Start of Material supplied
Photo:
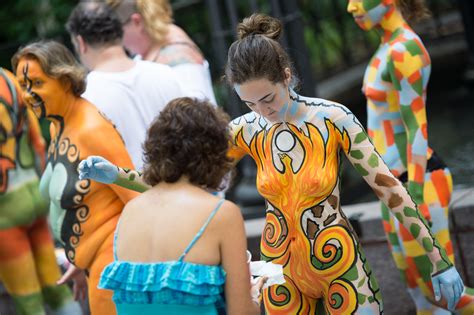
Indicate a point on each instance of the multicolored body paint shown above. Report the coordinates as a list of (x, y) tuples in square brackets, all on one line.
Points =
[(83, 214), (306, 230), (395, 86), (28, 267)]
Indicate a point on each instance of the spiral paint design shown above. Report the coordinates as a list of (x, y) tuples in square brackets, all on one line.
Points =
[(334, 249)]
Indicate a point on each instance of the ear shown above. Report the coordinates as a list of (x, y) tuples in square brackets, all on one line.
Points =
[(287, 76)]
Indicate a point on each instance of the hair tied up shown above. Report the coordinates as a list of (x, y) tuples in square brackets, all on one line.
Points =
[(260, 24)]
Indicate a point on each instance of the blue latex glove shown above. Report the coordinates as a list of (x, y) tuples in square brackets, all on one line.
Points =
[(449, 285), (98, 169)]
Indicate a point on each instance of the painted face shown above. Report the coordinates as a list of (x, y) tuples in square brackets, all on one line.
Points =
[(133, 36), (43, 93), (368, 13), (270, 100)]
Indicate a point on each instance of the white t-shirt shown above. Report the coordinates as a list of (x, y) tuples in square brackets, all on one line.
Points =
[(132, 99)]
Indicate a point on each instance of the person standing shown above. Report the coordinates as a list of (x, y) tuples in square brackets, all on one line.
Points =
[(149, 32), (82, 214), (296, 142), (395, 85), (28, 266), (129, 92)]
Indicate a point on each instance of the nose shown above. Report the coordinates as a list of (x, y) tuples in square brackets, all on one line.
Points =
[(352, 7)]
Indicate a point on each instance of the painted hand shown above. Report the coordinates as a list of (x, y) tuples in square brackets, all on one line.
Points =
[(98, 169), (449, 285)]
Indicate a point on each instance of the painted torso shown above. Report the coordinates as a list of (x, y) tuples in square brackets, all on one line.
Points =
[(397, 59), (83, 213)]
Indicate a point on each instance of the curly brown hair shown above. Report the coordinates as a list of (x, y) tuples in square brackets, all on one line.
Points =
[(189, 138)]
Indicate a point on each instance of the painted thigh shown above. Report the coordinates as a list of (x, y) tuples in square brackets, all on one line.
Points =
[(100, 300), (18, 271)]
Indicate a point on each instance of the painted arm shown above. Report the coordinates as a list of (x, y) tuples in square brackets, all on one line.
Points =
[(101, 170), (362, 154), (409, 69)]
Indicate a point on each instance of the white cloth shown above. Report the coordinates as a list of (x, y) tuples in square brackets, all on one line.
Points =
[(274, 272), (132, 99)]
End of Material supplied
Pick each line holding "hair" out of the entries above and return it.

Indicate a point on each instance of the hair tied up shown above. Report the coordinates as a list of (x, y) tuples in square brackets, all on one line.
Indicate a point on each instance of the curly brown hair shown above. Report the coordinates as a list of (x, y) tuples in square brackets, all on one line.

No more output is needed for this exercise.